WORK INSTRUCTIONS
Reproduce the entries in full and exactly. Pictures stay out.

TASK MATERIAL

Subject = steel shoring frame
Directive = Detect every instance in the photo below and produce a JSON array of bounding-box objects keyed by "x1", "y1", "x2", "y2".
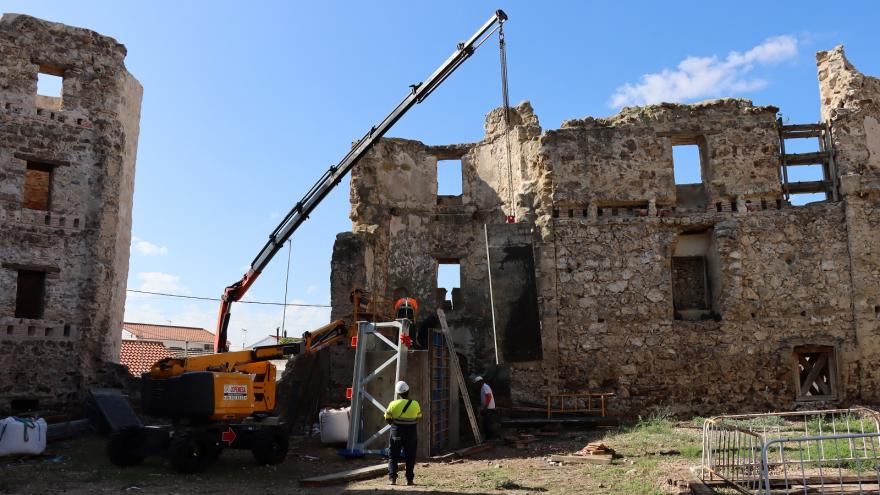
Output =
[
  {"x1": 701, "y1": 408, "x2": 880, "y2": 494},
  {"x1": 345, "y1": 319, "x2": 411, "y2": 456}
]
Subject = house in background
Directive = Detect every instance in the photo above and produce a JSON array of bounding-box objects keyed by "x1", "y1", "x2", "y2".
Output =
[
  {"x1": 249, "y1": 334, "x2": 303, "y2": 379},
  {"x1": 119, "y1": 340, "x2": 172, "y2": 377},
  {"x1": 122, "y1": 322, "x2": 215, "y2": 357}
]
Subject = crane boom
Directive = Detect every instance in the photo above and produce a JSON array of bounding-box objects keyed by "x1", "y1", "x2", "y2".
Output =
[{"x1": 214, "y1": 10, "x2": 508, "y2": 351}]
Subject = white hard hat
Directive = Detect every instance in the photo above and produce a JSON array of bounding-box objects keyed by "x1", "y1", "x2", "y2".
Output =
[
  {"x1": 395, "y1": 381, "x2": 409, "y2": 394},
  {"x1": 472, "y1": 375, "x2": 484, "y2": 383}
]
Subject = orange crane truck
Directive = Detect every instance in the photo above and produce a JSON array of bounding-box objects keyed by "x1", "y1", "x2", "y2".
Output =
[{"x1": 106, "y1": 10, "x2": 508, "y2": 473}]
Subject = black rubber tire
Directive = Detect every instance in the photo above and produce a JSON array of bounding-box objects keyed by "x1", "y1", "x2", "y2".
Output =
[
  {"x1": 251, "y1": 428, "x2": 289, "y2": 465},
  {"x1": 169, "y1": 432, "x2": 210, "y2": 473},
  {"x1": 107, "y1": 426, "x2": 148, "y2": 467}
]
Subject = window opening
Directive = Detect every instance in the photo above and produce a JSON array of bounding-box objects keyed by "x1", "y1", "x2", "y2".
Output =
[
  {"x1": 436, "y1": 260, "x2": 461, "y2": 311},
  {"x1": 672, "y1": 230, "x2": 720, "y2": 321},
  {"x1": 11, "y1": 399, "x2": 39, "y2": 415},
  {"x1": 437, "y1": 160, "x2": 463, "y2": 196},
  {"x1": 673, "y1": 144, "x2": 702, "y2": 185},
  {"x1": 14, "y1": 270, "x2": 46, "y2": 319},
  {"x1": 23, "y1": 162, "x2": 52, "y2": 211},
  {"x1": 37, "y1": 72, "x2": 63, "y2": 98},
  {"x1": 793, "y1": 346, "x2": 837, "y2": 401},
  {"x1": 36, "y1": 65, "x2": 64, "y2": 110}
]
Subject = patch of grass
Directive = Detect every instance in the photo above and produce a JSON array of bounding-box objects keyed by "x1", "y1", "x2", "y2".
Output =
[
  {"x1": 634, "y1": 408, "x2": 675, "y2": 434},
  {"x1": 602, "y1": 410, "x2": 701, "y2": 458},
  {"x1": 583, "y1": 463, "x2": 666, "y2": 495},
  {"x1": 679, "y1": 443, "x2": 703, "y2": 459},
  {"x1": 691, "y1": 416, "x2": 708, "y2": 428},
  {"x1": 474, "y1": 467, "x2": 546, "y2": 491}
]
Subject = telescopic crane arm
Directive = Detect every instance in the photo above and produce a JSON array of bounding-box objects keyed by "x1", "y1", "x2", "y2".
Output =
[{"x1": 214, "y1": 10, "x2": 508, "y2": 352}]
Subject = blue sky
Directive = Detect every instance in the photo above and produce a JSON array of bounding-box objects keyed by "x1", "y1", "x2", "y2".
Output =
[{"x1": 6, "y1": 1, "x2": 879, "y2": 348}]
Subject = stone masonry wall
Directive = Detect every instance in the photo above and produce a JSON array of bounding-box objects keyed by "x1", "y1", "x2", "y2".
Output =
[
  {"x1": 819, "y1": 46, "x2": 880, "y2": 401},
  {"x1": 331, "y1": 47, "x2": 880, "y2": 417},
  {"x1": 0, "y1": 14, "x2": 142, "y2": 413}
]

TASK RESULT
Subject = steel shoring frame
Directive = Detect every instance in the photo below and produce a JSON array of bounding-box objects keyed by "x1", "y1", "x2", "y2".
Output =
[
  {"x1": 701, "y1": 408, "x2": 880, "y2": 494},
  {"x1": 345, "y1": 319, "x2": 411, "y2": 456}
]
Subject = house in background
Directive = Detect every instance in the photo above and produce a JSON array of bounding-box objects keyed by "x1", "y1", "x2", "y2".
Output =
[
  {"x1": 249, "y1": 334, "x2": 303, "y2": 379},
  {"x1": 119, "y1": 340, "x2": 172, "y2": 377},
  {"x1": 122, "y1": 322, "x2": 215, "y2": 357}
]
Subject = crane boom
Directive = Detect every instance in the photo above and produce a JSON array of bounding-box objects keyed by "x1", "y1", "x2", "y2".
Output =
[{"x1": 214, "y1": 10, "x2": 508, "y2": 351}]
Subject = white hard hat
Directive = Detect every instance in the photo above and produce a JSON array of bounding-box objects keyed by "x1", "y1", "x2", "y2".
Output =
[
  {"x1": 395, "y1": 381, "x2": 409, "y2": 394},
  {"x1": 472, "y1": 375, "x2": 484, "y2": 383}
]
Subject = orange crane truck
Directive = Detect every instance in the photo above and produce a JSON array of bounding-box objects keyed by "x1", "y1", "x2", "y2".
Output =
[{"x1": 106, "y1": 10, "x2": 508, "y2": 473}]
Subject = black rubber tire
Directive = Detect every instance in the photo above and produce a JSON array of bounding-box objects keyed by "x1", "y1", "x2", "y2".
Output =
[
  {"x1": 251, "y1": 428, "x2": 289, "y2": 465},
  {"x1": 169, "y1": 432, "x2": 210, "y2": 473},
  {"x1": 107, "y1": 426, "x2": 148, "y2": 467}
]
Subject = window opening
Directive = Detect every instance in the photo above and produce a JSON array of bounding-box objects keyed by "x1", "y1", "x2", "y2".
Output =
[
  {"x1": 436, "y1": 260, "x2": 461, "y2": 311},
  {"x1": 672, "y1": 230, "x2": 720, "y2": 321},
  {"x1": 11, "y1": 399, "x2": 39, "y2": 415},
  {"x1": 437, "y1": 160, "x2": 463, "y2": 196},
  {"x1": 673, "y1": 144, "x2": 702, "y2": 185},
  {"x1": 14, "y1": 270, "x2": 46, "y2": 319},
  {"x1": 23, "y1": 162, "x2": 52, "y2": 211},
  {"x1": 37, "y1": 72, "x2": 63, "y2": 98},
  {"x1": 793, "y1": 346, "x2": 837, "y2": 401},
  {"x1": 36, "y1": 65, "x2": 64, "y2": 110}
]
Subject = patch of grass
Directive = Detect every instance in the photo above and produce a JSON array of bounding-box objects keyed by "x1", "y1", "x2", "y2".
Output =
[
  {"x1": 634, "y1": 408, "x2": 675, "y2": 434},
  {"x1": 602, "y1": 410, "x2": 701, "y2": 458},
  {"x1": 583, "y1": 463, "x2": 666, "y2": 495},
  {"x1": 679, "y1": 443, "x2": 703, "y2": 459},
  {"x1": 691, "y1": 416, "x2": 708, "y2": 428},
  {"x1": 474, "y1": 467, "x2": 546, "y2": 491}
]
Subject = telescopic crane arm
Directive = Detect every instance in the photo above and produce a JSON array of bounding-box objects keyed by "x1", "y1", "x2", "y2".
Output =
[{"x1": 214, "y1": 10, "x2": 508, "y2": 352}]
Subject = blue sky
Directive = Detect every instance in the photo above and produce a JSON array of bounding-box objects keyed by "x1", "y1", "x2", "y2".
Output =
[{"x1": 6, "y1": 1, "x2": 879, "y2": 348}]
Subject = stone masonry wall
Directive = Detect every instance in the photo above and produce a JSON array of bounding-box objects keyed by "x1", "y1", "x2", "y2".
Output =
[
  {"x1": 819, "y1": 46, "x2": 880, "y2": 401},
  {"x1": 331, "y1": 47, "x2": 880, "y2": 417},
  {"x1": 0, "y1": 14, "x2": 142, "y2": 413}
]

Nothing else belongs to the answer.